What the task asks.
Edit the material from its beginning through the line containing "x=847 y=356", inclusive, changing every "dot" to "mark" and leaving everything else as is.

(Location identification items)
^^^^^^^^
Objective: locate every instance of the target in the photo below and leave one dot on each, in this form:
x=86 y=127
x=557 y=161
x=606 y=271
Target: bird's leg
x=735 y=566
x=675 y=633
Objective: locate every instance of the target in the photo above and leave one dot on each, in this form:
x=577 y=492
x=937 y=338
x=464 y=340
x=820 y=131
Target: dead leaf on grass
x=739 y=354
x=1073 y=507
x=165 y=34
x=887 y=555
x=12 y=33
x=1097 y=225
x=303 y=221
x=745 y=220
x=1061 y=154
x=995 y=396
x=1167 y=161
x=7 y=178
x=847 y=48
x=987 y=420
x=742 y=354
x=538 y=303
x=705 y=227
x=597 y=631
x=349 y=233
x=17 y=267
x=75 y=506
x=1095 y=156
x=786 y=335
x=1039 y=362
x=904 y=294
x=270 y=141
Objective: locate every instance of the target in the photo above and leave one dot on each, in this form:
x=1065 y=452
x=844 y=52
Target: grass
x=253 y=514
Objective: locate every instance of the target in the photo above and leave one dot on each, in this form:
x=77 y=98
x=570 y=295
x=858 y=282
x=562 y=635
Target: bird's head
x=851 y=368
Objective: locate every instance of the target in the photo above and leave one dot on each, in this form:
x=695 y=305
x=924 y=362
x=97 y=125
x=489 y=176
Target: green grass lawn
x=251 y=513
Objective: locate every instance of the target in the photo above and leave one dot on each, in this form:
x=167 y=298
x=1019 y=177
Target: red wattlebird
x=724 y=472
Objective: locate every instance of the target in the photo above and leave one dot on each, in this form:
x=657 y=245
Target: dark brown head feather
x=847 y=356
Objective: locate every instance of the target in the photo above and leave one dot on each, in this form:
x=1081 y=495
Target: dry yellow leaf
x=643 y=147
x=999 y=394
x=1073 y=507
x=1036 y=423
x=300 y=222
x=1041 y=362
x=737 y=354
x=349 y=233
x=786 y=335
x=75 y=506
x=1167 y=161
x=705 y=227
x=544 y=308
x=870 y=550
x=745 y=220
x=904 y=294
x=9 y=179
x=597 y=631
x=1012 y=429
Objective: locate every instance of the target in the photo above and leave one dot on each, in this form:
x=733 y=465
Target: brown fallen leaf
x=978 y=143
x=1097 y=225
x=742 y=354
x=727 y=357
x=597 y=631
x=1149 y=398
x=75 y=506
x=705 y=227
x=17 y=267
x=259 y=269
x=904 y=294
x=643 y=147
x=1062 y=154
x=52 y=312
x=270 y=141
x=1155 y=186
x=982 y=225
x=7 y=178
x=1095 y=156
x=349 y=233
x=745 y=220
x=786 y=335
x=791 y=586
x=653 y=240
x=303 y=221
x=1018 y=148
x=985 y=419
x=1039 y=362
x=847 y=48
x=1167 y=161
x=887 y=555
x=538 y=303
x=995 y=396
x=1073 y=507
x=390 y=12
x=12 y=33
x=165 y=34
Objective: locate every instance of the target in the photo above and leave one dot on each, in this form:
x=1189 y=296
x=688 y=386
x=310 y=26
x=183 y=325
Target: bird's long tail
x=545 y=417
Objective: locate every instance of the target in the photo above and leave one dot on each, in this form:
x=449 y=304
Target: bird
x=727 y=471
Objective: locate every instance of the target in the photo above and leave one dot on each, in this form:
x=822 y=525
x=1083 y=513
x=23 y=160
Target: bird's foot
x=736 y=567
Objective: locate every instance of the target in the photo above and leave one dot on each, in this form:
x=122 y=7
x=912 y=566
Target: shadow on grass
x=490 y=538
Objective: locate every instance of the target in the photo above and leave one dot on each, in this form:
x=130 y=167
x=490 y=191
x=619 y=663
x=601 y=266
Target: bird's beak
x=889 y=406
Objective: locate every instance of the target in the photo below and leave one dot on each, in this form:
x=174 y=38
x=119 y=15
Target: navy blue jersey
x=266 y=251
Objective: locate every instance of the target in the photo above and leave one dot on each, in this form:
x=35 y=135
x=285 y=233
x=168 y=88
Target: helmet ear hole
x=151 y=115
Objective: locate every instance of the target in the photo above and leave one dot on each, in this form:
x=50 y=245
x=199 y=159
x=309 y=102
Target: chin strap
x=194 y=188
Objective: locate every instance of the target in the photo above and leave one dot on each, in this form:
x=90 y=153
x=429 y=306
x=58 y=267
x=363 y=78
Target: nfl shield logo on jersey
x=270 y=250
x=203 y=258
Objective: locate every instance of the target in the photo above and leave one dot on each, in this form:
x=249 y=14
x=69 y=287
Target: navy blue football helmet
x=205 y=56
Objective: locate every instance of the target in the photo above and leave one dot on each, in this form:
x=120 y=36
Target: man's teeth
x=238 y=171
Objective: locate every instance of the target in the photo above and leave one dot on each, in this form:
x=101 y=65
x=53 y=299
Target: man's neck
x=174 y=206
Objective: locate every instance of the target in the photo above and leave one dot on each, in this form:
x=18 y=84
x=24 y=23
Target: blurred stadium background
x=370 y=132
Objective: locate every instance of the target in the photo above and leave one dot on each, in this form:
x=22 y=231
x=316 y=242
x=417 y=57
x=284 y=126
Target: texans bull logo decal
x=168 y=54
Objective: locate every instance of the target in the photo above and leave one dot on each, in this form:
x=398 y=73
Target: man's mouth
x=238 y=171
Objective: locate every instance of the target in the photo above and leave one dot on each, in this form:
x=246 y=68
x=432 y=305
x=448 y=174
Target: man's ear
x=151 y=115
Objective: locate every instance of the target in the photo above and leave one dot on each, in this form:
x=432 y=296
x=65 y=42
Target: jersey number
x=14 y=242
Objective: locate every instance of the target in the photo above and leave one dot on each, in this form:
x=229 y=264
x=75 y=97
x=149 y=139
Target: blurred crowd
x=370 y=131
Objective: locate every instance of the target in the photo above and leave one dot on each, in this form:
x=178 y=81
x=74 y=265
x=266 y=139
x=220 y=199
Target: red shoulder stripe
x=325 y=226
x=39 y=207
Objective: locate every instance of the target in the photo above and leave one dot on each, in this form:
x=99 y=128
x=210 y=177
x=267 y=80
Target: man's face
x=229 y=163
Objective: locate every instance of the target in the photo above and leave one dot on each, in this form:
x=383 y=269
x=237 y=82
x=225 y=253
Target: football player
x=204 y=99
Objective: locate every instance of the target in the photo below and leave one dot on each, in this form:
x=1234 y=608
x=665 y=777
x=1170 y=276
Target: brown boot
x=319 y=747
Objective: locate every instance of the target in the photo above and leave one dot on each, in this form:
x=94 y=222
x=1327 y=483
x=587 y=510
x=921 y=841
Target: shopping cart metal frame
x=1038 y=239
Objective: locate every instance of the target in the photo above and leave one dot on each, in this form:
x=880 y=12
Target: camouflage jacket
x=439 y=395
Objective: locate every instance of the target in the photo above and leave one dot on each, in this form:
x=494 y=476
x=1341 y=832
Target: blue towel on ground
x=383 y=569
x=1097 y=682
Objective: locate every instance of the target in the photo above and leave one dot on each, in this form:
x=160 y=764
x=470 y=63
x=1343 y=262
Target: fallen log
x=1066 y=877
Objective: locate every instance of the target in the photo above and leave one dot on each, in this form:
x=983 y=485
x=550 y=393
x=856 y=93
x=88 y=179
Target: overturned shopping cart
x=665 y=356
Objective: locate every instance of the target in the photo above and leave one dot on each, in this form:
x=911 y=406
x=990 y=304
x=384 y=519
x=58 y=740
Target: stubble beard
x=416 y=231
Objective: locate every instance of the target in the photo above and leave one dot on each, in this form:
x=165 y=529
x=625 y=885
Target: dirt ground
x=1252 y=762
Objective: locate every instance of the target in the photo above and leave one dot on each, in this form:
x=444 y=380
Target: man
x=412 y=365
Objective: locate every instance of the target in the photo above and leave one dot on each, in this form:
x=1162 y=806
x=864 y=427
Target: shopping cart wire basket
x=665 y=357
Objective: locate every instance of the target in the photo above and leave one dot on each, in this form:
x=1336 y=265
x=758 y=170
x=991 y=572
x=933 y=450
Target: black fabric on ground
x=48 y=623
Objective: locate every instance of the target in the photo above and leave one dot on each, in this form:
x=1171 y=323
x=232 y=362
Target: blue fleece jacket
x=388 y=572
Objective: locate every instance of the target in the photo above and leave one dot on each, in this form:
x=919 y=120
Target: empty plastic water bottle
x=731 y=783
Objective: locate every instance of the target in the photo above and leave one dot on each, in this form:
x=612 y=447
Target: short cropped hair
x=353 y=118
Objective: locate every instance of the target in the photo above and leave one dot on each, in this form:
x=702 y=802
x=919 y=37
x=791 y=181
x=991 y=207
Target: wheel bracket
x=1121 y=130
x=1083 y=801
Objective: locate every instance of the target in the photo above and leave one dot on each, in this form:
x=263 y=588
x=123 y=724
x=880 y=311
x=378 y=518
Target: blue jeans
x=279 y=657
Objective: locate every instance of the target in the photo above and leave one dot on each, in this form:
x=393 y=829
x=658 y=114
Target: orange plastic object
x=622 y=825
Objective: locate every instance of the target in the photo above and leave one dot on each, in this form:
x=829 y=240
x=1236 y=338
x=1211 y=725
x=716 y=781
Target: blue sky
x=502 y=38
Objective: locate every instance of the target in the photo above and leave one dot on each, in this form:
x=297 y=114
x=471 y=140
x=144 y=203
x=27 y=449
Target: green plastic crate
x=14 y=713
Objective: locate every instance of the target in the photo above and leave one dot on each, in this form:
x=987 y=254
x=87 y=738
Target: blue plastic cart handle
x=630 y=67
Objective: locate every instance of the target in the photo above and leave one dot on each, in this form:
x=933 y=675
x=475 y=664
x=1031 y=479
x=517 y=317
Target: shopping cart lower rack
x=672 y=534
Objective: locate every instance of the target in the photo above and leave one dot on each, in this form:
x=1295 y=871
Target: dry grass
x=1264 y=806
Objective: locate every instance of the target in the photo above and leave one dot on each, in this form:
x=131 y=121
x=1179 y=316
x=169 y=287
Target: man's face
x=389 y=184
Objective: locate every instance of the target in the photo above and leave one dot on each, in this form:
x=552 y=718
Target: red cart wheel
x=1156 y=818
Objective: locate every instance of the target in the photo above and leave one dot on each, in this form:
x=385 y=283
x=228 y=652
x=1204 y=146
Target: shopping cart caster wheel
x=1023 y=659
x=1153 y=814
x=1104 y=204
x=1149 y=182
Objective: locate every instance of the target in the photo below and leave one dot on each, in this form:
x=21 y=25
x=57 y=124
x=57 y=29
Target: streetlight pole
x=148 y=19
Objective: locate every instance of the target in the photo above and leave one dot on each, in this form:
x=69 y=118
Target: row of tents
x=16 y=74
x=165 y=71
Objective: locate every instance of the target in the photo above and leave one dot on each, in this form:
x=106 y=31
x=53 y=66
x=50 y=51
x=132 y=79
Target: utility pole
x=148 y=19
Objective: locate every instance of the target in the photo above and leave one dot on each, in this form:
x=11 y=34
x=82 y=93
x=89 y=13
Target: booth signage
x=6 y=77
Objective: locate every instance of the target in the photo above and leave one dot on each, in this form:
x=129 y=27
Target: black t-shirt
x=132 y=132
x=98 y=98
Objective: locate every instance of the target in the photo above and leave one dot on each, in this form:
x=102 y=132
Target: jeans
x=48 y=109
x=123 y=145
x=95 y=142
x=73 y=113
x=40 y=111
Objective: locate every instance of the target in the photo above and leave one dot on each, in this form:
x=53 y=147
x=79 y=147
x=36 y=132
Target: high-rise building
^^^^^^^^
Output.
Objective: locate every instance of the target in the photo below and leave one mark on each, in this form:
x=86 y=127
x=557 y=161
x=606 y=271
Target: bird's leg
x=735 y=566
x=675 y=633
Objective: locate every instance of the target in the photo above and leave one mark on each, in this form:
x=577 y=492
x=937 y=338
x=464 y=340
x=820 y=131
Target: dead leaf on grass
x=739 y=354
x=1073 y=507
x=165 y=34
x=887 y=555
x=12 y=33
x=1097 y=225
x=303 y=221
x=745 y=220
x=1061 y=154
x=995 y=396
x=1167 y=161
x=7 y=178
x=847 y=48
x=987 y=420
x=742 y=354
x=538 y=303
x=705 y=227
x=597 y=631
x=349 y=233
x=17 y=267
x=75 y=506
x=1095 y=156
x=786 y=335
x=1039 y=362
x=904 y=294
x=270 y=141
Objective: locate every instance of the target in the photo above and leave one mark on each, in this form:
x=1065 y=452
x=844 y=52
Target: grass
x=253 y=514
Objective: locate every instance of the target in the photo above and leave one mark on each, in this form:
x=77 y=98
x=570 y=295
x=858 y=282
x=562 y=635
Target: bird's head
x=851 y=368
Objective: locate every instance of the target in the photo above and leave one mark on each, in this form:
x=695 y=305
x=924 y=362
x=97 y=125
x=489 y=176
Target: green grass lawn
x=251 y=513
Objective: locate every instance of the target in the photo above and leave one mark on each, in this form:
x=167 y=298
x=1019 y=177
Target: red wattlebird
x=724 y=472
Objective: locate every instance of the target in the photo above and leave one mark on each, in this form:
x=657 y=245
Target: dark brown head feather
x=847 y=356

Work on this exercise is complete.